[TASK TO COMPLETE]
All of the records must be restated exactly, with every line complete.

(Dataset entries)
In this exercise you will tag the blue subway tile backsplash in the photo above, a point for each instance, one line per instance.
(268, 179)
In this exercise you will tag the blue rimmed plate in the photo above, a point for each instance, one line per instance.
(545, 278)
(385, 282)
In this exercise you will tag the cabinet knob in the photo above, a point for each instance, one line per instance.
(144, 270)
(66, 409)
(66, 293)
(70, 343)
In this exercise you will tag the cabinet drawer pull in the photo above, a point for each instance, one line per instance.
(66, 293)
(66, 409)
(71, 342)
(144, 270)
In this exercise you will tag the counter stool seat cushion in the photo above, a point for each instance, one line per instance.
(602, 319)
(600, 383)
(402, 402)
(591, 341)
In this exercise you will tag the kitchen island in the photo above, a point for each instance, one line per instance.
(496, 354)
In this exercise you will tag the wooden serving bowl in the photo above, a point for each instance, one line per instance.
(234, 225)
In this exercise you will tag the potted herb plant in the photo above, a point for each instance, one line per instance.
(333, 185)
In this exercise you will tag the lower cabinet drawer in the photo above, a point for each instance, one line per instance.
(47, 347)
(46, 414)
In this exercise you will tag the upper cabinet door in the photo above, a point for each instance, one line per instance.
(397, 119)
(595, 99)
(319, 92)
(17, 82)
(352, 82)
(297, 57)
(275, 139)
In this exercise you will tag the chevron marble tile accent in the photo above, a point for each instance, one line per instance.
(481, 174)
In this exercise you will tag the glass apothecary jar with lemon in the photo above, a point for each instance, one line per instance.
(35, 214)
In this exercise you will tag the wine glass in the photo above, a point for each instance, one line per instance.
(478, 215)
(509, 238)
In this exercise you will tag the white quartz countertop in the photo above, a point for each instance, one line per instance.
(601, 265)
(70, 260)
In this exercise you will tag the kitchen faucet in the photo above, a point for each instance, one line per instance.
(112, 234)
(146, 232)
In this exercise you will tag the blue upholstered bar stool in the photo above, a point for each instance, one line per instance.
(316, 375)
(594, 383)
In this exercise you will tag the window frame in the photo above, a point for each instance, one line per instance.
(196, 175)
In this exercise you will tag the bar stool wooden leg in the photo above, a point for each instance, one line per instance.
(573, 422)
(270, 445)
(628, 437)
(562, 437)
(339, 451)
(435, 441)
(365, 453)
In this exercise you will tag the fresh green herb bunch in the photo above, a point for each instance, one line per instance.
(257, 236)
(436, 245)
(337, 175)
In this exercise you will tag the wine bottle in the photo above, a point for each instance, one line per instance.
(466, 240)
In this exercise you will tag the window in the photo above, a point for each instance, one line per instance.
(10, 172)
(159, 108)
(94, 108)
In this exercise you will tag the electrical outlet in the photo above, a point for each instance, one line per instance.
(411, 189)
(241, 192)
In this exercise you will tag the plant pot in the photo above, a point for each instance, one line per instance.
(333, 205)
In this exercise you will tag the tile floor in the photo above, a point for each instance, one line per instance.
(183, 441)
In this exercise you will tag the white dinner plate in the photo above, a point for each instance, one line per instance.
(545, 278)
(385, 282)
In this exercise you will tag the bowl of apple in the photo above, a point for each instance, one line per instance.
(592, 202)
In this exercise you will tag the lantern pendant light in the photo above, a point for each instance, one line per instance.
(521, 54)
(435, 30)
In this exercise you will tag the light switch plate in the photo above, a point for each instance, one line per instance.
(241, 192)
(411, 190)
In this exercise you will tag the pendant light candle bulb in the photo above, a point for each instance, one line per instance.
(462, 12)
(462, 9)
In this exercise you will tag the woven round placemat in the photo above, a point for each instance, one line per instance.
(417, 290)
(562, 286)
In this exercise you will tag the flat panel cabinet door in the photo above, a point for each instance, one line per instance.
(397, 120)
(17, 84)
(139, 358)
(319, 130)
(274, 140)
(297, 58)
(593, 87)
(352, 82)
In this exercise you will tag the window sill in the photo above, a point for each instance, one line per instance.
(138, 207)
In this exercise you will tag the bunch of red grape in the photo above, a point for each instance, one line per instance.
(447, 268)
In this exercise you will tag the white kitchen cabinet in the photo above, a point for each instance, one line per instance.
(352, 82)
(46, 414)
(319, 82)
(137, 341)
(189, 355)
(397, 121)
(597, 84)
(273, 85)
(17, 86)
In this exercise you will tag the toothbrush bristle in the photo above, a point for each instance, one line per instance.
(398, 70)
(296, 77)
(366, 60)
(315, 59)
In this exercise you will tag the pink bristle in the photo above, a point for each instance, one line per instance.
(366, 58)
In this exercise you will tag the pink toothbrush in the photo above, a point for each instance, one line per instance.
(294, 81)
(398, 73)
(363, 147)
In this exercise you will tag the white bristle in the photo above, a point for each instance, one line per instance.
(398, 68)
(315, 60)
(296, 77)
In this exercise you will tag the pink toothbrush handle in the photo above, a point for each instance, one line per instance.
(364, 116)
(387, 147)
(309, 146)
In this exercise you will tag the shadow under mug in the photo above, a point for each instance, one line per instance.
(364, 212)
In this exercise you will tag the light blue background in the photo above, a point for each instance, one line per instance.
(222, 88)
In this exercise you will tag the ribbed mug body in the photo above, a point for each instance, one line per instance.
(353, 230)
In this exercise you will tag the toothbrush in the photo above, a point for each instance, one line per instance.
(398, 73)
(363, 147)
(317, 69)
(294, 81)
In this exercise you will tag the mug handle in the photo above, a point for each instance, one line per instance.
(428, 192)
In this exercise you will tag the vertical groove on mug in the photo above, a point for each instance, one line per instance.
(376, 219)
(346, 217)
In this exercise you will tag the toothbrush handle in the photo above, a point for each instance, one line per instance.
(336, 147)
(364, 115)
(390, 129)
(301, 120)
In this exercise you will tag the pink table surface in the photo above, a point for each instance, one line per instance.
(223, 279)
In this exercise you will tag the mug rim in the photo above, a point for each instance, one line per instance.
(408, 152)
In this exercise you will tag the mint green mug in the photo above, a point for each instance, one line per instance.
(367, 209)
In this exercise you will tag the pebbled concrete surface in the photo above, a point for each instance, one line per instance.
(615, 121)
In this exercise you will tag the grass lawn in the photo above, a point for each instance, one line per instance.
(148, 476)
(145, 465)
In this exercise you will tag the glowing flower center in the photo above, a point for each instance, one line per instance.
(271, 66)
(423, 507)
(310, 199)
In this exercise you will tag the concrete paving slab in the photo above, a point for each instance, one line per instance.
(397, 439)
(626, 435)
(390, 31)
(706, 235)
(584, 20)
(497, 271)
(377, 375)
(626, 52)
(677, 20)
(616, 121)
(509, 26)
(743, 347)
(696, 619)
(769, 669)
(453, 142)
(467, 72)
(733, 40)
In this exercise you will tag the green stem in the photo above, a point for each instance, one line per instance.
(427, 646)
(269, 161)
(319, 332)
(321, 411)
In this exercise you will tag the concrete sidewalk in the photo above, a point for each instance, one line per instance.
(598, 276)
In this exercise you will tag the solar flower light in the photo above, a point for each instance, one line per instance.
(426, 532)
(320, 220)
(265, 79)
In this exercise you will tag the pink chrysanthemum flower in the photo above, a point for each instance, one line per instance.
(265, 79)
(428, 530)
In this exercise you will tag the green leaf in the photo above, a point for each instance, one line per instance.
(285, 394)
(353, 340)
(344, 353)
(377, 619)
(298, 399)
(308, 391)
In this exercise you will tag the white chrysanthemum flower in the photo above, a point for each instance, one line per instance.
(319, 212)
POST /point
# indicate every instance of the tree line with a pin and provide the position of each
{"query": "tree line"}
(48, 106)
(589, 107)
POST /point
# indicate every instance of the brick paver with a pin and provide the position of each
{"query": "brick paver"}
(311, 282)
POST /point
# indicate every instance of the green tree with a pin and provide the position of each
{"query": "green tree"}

[SOLUTION TO THIS TASK]
In this exercise you will tag the blue subway tile backsplash in the photo above, a point for each instance, one line per instance.
(268, 179)
In this exercise you will tag the blue rimmed plate in the photo above, a point for each instance, one line per instance.
(545, 278)
(385, 282)
In this exercise you will tag the cabinet knob in the photo above, a point for each instance, one line per instance.
(144, 270)
(66, 409)
(66, 293)
(70, 343)
In this exercise you will tag the cabinet drawer pull in the photo above, a point for each instance, one line per instance.
(66, 293)
(66, 409)
(71, 342)
(144, 270)
In this exercise you will tag the counter stool seat cushion in the photo above, a point for each instance, one line per instance.
(602, 319)
(600, 383)
(402, 402)
(591, 341)
In this exercise you will tag the kitchen island in the photo above, a point for each instance, one line per instance.
(496, 354)
In this exercise you will tag the wooden serving bowl in the photo above, a point for each instance, one line per instance.
(234, 225)
In this exercise you will tag the potted herb plant in the photo above, a point for each instance, one line per instance.
(333, 185)
In this exercise you will tag the lower cabinet drawer in the photo above, a point for each instance, one line per instance.
(47, 347)
(46, 414)
In this exercise you will tag the upper cabinet door in the photo above, a point for each instance, one line per instance.
(397, 119)
(595, 99)
(319, 92)
(17, 82)
(352, 82)
(297, 57)
(275, 139)
In this exercise you will tag the chevron marble tile accent in the photo above, a point for each instance, one line per instance.
(481, 174)
In this exercise you will tag the glass apothecary jar with lemon in the photo above, a point for each instance, one line per instance.
(35, 214)
In this exercise you will tag the wine glass in the photo above, a point for each instance, one line per instance.
(478, 215)
(509, 238)
In this exercise you will tag the white quartz countertop in the photo above, a point for each instance, one line per instance.
(601, 265)
(70, 260)
In this exercise you will tag the kitchen faucet in the photo above, a point for each instance, one line per instance.
(112, 234)
(146, 232)
In this exercise you will tag the blue upholstered bar stool in the photo above, a point for each instance, one line per instance.
(316, 375)
(594, 383)
In this exercise you will tag the window frame in the photo above, a point for each instance, one line per instance.
(196, 175)
In this exercise you will tag the bar stool wooden leg in the photo above, a point for each instance, one line per instance.
(573, 422)
(270, 445)
(628, 437)
(562, 437)
(339, 451)
(435, 441)
(365, 453)
In this exercise you will tag the fresh green herb bunch in the photo above, a point for each instance, one line per instance.
(257, 236)
(436, 245)
(337, 175)
In this exercise you will tag the wine bottle in the photo above, a point for each instance, one line per instance.
(466, 240)
In this exercise you will tag the window in the photo above, a point for each instance, one line per instance.
(10, 172)
(159, 108)
(94, 108)
In this exercise you will tag the electrical outlet in the photo above, a point for each instance, one line per instance.
(411, 189)
(241, 192)
In this exercise you will tag the plant pot in the photo above, a point for each instance, one line per instance.
(333, 205)
In this exercise you will tag the tile floor in the photo above, a point for each instance, one line per instance.
(183, 441)
In this exercise you will tag the white dinner plate in the photo above, a point for each instance, one line per instance.
(545, 278)
(385, 282)
In this exercise you will tag the bowl of apple in the photo above, a point for each instance, one line per instance.
(592, 202)
In this exercise you will tag the lantern pendant light in the photo above, a point for each instance, one line per instance.
(521, 54)
(435, 30)
In this exercise you will tag the light switch plate in the photo above, a point for each instance, one line per instance.
(241, 192)
(411, 190)
In this exercise you will tag the pendant light candle bulb in the photo above, a point for each instance, one line per instance.
(462, 12)
(462, 9)
In this exercise you will tag the woven round placemat in the photo above, a point for each instance, one line per instance.
(417, 290)
(562, 286)
In this exercise you will tag the flat panel cabinet door in the photo above, a point for each instance, one line per instance.
(397, 120)
(17, 84)
(139, 358)
(319, 130)
(274, 140)
(297, 58)
(593, 87)
(352, 82)
In this exercise you will tag the window sill in the photo above, a point for each instance, one line per instance.
(138, 207)
In this exercise you will tag the bunch of red grape in the photo above, a point for each instance, one line per instance.
(447, 268)
In this exercise you will tag the white kitchen cabinet in the photo above, a point for each instance, one line per instance.
(352, 82)
(46, 414)
(319, 82)
(137, 341)
(189, 355)
(397, 121)
(597, 84)
(273, 85)
(17, 86)
In this exercise you will tag the toothbrush bristle in the photo above, a point for each instance, one line per instance.
(398, 70)
(296, 77)
(366, 60)
(315, 59)
In this exercise you will tag the pink bristle in the photo above, a point for each instance, one line per instance.
(366, 58)
In this exercise you will tag the pink toothbrush in the photo above, a point for each instance, one line per instance.
(294, 81)
(398, 73)
(363, 147)
In this exercise you will tag the white bristle in the photo above, a point for each instance, one line per instance.
(398, 68)
(315, 60)
(296, 77)
In this exercise you will tag the pink toothbrush handle in the photo above, a point for each instance, one line per instance.
(364, 116)
(387, 147)
(309, 146)
In this exercise you will tag the shadow under mug in the photo above, a point for each instance, one line per instance.
(364, 212)
In this exercise you will tag the light blue background in the photo above, a point for each instance, one line per instance.
(222, 88)
In this exercise you will tag the ribbed mug body in the photo above, a point for each instance, one line per instance.
(353, 230)
In this exercise you will tag the toothbrush in the photo above, a point for each instance, one line per instance.
(398, 73)
(363, 147)
(317, 69)
(294, 81)
In this exercise you will tag the mug handle in the photo above, a point for each instance, one line per instance.
(428, 192)
In this exercise you will tag the vertical groove on mug in the photo above, a point for each instance, one line per instance.
(376, 219)
(346, 217)
In this exercise you will tag the toothbrush handle in the photo above, a point for each instance, one line per instance.
(336, 147)
(364, 115)
(390, 129)
(301, 120)
In this exercise you will tag the pink table surface in the photo above, a point for each instance, one line per instance.
(223, 279)
In this exercise you will tag the mug rim in the photo above, a point for each instance, one line per instance.
(408, 152)
In this exercise you will tag the mint green mug in the photo above, a point for each instance, one line per instance.
(367, 209)
In this exercise you will tag the pebbled concrete surface in the photo above, a point for each instance, one line per instance.
(615, 121)
In this exercise you will tag the grass lawn in the photo above, a point for each instance, one line per instance.
(148, 476)
(145, 465)
In this exercise you will tag the glowing flower center in the photo above, a point for each instance, one line per instance.
(271, 66)
(423, 507)
(310, 199)
In this exercise you will tag the concrete paving slab in the photo above, a point for each instance, one line per instance.
(397, 439)
(626, 435)
(390, 31)
(706, 235)
(584, 20)
(497, 271)
(377, 375)
(626, 52)
(677, 20)
(616, 121)
(509, 26)
(743, 347)
(696, 619)
(769, 669)
(453, 142)
(467, 72)
(733, 40)
In this exercise you will tag the green stem in the photo above, a point for each instance, one line per instance.
(427, 646)
(269, 161)
(319, 332)
(321, 411)
In this exercise you will tag the concrete sidewalk in the photo above, a point for each instance, one line per instance.
(598, 276)
In this exercise you will tag the solar flower light in the photo above, a point for each instance, one line per instance.
(426, 532)
(320, 220)
(265, 79)
In this exercise you will tag the pink chrysanthemum flower in the photo above, a point for each instance, one line per instance.
(265, 79)
(428, 530)
In this exercise you will tag the green leaf in the photo above, a point for each instance, one line per instance.
(285, 394)
(353, 340)
(344, 353)
(377, 619)
(298, 399)
(308, 391)
In this exercise you will tag the white chrysanthemum flower in the photo above, a point for each instance, one line per instance.
(319, 212)
POST /point
# indicate every instance of the tree line with a pin and provide the position of each
{"query": "tree line"}
(48, 106)
(589, 107)
POST /point
# indicate every instance of the brick paver with a pin and provide the position of each
{"query": "brick paver"}
(311, 282)
POST /point
# indicate every instance of the green tree with a pin and provide the position of each
{"query": "green tree"}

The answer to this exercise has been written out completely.